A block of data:
---

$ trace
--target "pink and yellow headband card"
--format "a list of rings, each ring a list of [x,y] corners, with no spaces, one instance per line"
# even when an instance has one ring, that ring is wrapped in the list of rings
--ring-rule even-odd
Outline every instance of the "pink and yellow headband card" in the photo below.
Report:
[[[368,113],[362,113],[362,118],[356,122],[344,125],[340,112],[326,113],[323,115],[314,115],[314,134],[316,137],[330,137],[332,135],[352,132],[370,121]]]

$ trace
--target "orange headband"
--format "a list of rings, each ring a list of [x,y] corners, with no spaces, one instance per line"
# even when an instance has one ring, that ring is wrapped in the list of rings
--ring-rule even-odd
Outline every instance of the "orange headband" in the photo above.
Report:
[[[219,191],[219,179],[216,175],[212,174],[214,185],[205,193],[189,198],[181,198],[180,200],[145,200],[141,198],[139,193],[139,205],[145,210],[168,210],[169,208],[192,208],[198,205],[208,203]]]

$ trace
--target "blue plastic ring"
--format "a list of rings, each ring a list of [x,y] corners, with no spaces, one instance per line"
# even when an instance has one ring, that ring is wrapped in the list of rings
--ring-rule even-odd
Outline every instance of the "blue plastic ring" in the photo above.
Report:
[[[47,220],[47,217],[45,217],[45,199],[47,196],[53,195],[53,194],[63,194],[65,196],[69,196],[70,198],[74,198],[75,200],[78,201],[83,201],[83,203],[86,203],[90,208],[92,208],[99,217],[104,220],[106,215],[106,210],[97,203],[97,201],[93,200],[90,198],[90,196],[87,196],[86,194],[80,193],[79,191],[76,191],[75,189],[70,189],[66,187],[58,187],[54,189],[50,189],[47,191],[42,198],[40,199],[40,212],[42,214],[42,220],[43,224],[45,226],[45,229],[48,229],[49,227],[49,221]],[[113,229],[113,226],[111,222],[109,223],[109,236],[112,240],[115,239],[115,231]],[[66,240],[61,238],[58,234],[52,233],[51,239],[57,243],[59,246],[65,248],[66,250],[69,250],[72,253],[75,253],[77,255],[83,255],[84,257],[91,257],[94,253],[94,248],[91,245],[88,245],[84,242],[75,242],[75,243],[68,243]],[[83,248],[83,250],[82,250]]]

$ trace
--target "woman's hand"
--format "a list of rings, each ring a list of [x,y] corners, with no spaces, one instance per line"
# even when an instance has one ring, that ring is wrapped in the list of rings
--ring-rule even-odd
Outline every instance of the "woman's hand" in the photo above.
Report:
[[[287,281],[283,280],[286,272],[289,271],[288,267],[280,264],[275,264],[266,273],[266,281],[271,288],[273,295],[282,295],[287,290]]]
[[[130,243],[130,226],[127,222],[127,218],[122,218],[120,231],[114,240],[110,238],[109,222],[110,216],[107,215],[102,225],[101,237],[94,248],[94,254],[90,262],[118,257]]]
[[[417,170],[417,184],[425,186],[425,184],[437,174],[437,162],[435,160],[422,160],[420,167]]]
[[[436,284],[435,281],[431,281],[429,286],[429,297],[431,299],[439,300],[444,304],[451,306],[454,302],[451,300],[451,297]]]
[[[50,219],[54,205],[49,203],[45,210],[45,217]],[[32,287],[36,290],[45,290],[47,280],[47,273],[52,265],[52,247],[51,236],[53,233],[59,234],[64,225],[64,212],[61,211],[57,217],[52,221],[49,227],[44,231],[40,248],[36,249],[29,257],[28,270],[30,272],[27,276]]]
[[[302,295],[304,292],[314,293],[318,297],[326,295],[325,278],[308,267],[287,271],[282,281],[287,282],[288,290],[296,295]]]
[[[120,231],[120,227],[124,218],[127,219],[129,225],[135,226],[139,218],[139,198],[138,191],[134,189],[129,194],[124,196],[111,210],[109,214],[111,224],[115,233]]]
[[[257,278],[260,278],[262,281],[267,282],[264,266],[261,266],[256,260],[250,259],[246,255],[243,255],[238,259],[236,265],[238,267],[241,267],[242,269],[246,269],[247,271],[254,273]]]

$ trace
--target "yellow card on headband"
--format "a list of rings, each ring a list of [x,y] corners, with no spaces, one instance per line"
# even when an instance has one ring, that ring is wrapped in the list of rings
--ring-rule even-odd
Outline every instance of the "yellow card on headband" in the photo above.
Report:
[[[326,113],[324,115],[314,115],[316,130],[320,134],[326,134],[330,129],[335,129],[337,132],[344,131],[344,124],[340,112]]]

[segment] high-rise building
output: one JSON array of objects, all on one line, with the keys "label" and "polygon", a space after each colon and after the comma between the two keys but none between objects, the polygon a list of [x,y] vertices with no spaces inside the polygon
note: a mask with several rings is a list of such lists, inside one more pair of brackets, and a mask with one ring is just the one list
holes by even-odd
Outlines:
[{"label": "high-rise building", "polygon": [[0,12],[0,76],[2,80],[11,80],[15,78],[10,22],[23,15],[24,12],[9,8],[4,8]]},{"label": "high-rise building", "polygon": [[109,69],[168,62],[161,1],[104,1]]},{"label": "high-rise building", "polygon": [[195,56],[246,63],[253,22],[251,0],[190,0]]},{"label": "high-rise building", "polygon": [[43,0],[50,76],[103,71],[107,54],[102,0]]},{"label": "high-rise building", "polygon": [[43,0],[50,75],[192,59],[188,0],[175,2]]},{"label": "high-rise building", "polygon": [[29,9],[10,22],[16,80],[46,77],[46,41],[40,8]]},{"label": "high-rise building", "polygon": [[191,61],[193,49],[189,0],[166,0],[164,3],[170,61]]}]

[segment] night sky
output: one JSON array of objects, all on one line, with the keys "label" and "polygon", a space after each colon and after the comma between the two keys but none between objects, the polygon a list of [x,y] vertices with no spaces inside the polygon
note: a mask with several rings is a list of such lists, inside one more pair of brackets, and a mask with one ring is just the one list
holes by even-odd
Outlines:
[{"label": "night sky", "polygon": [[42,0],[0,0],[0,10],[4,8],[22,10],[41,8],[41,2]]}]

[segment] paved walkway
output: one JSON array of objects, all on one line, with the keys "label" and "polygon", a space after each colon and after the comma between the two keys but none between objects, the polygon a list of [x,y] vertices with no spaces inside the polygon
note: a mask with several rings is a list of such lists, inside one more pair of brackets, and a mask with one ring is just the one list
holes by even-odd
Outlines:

---

▸ WORK TO DO
Nothing outside the span should appear: transcribe the lines from the one containing "[segment] paved walkway" through the last line of the records.

▸ COMPLETE OUTPUT
[segment] paved walkway
output: one JSON array of objects, all on one line, with the keys "label" and "polygon", a space after each colon and after the comma between the two keys but none between objects, the polygon a list of [x,y] vertices with no spaces inside the polygon
note: a mask with several rings is a list of such lists, inside one more pair of brackets, and a mask with one ring is just the one list
holes by even-odd
Outlines:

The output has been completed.